De acordo com Prudêncio Canhoto, a família vai avançar com a ação, mas primeiro, e por razões financeiras, tem de pedir apoio judiciário à Segurança Social para lhe nomear um advogado e pagar os respetivos honorários.
A Lusa tentou hoje contactar sem sucesso Álvaro Nobre, ligando várias vezes para o seu número de telemóvel, que não atendeu, e para a Junta de Freguesia de Cabeça Gorda, tendo sido informada de que o autarca está de férias esta semana.
Segundo uma notícia divulgada na edição desta sexta-feira do jornal “Público”, Álvaro Nobre não autorizou o velório na casa mortuária e o enterro no cemitério de Cabeça Gorda, no concelho de Beja, de um homem de etnia cigana, José António Garcia, de 55 anos, alegando que não era natural nem residia na aldeia.
José António Garcia, que era pastor da Igreja Evangélica de Filadélfia e fazia parte da comunidade cigana residente na freguesia de Cabeça Gorda, morreu no passado dia 13, no Centro de Saúde de Moura, para onde foi transportado depois de ter sentido “uma dor muito forte no peito” quando se preparava para realizar um culto marcado para as 20 horas na vila de Pias, no concelho de Serpa, no distrito de Beja, segundo contou ao Público um membro da família.
No dia seguinte, a família, enquanto aguardava pela realização da autópsia no Gabinete Médico-Legal do Baixo Alentejo, situado no hospital de Beja, pediu a Álvaro Nobre autorização para velar na casa mortuária e enterrar no cemitério de Cabeça Gorda o corpo de José António Garcia.
Segundo a família, Álvaro Nobre, baseando-se no regulamento do cemitério de Cabeça Gorda, terá dito que o corpo não podia ser velado nem enterrado na aldeia, porque José António Garcia não tinha família nem residência na freguesia, e sugeriu que fosse velado e enterrado onde morreu ou na terra natal (Mértola).
De acordo com o “Público”, o regulamento refere que o cemitério de Cabeça Gorda destina-se à inumação dos restos mortais de pessoas falecidas na freguesia ou fora da circunscrição atribuída ou do concelho de Beja desde que se “destinem a jazigos particulares ou sepulturas perpétuas” ou “mediante autorização” do presidente da junta de freguesia “concedida em face de circunstâncias que se reputem ponderosas”.

[Registos de origem]
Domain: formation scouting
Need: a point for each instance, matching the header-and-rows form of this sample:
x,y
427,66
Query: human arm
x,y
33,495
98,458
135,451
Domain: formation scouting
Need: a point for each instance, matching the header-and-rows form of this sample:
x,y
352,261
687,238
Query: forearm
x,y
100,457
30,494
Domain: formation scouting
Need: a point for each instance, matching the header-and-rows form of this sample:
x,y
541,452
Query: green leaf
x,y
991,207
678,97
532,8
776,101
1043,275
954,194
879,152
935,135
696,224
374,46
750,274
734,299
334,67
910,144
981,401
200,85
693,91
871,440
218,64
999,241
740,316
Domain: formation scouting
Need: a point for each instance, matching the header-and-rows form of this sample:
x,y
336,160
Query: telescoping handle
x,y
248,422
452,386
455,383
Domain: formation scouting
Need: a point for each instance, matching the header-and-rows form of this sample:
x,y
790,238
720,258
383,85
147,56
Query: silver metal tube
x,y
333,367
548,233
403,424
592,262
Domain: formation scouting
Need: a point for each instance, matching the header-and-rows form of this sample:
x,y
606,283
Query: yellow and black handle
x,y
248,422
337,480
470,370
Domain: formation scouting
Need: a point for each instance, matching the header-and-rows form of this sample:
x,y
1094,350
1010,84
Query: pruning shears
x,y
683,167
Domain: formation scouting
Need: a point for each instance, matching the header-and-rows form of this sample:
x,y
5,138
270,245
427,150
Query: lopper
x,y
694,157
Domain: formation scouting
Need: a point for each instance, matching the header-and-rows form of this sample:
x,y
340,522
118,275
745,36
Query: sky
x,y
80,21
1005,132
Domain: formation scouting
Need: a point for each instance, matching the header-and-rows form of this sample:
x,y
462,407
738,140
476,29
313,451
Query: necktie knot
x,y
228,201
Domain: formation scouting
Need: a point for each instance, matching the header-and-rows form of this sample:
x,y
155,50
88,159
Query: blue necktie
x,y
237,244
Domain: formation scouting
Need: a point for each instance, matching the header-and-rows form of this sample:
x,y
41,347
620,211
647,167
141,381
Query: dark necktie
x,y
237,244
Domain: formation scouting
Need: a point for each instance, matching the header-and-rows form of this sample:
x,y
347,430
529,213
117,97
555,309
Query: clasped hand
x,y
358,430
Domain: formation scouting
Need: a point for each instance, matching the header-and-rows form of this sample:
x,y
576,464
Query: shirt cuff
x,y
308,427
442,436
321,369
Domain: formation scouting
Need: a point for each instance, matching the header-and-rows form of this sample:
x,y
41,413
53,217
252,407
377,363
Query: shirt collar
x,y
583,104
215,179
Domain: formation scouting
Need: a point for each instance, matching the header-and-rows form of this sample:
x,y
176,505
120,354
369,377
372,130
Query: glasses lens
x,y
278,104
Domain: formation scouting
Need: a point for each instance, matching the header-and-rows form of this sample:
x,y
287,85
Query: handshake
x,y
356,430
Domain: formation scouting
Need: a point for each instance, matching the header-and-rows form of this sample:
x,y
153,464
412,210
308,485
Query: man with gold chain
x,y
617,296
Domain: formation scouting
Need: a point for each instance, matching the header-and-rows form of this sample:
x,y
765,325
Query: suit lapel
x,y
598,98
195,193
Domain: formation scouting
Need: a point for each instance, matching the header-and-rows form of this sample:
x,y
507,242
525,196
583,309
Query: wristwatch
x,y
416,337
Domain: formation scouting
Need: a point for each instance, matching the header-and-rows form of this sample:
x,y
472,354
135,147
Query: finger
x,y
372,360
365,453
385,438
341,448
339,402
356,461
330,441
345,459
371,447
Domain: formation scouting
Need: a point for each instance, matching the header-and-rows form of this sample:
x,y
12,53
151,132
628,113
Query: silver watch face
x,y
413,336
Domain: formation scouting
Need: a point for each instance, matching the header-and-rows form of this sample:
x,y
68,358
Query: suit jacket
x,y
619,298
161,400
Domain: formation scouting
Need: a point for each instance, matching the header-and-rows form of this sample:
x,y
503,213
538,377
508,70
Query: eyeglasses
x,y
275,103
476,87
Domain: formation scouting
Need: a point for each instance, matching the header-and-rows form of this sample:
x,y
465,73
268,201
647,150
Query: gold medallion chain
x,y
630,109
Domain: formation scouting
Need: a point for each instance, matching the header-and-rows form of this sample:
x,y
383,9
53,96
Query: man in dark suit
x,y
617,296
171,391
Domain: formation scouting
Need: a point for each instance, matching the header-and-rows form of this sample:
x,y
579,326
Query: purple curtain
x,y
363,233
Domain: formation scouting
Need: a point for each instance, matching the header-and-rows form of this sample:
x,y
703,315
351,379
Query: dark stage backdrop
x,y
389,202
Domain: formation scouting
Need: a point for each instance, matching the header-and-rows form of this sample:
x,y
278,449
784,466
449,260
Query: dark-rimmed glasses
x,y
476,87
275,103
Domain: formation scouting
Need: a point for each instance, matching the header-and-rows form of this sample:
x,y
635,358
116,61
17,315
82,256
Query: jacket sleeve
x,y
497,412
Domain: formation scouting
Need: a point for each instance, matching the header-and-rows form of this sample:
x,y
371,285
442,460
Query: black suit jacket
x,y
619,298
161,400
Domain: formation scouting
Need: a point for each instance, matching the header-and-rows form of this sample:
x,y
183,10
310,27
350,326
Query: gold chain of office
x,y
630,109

* [Requisitos do problema]:
Reescreva o trecho da notícia entre "No dia seguinte, a" e "José António Garcia.", inclusive, substituindo "autópsia" por "necropsia". As entradas não servem para nada aqui.

* [Tarefa concluída]:
No dia seguinte, a família, enquanto aguardava pela realização da necropsia no Gabinete Médico-Legal do Baixo Alentejo, situado no hospital de Beja, pediu a Álvaro Nobre autorização para velar na casa mortuária e enterrar no cemitério de Cabeça Gorda o corpo de José António Garcia.